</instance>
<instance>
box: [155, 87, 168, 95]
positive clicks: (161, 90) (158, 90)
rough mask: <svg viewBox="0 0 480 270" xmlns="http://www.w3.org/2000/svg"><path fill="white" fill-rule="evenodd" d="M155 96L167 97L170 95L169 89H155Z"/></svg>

-- -- --

**Your objective**
Rewrite the material above, replacing "rough mask" with "coarse mask" and leaving the rest as it is.

**Written answer**
</instance>
<instance>
box: [155, 87, 168, 95]
positive clicks: (161, 90) (158, 90)
coarse mask: <svg viewBox="0 0 480 270" xmlns="http://www.w3.org/2000/svg"><path fill="white" fill-rule="evenodd" d="M155 96L167 97L170 95L169 89H155Z"/></svg>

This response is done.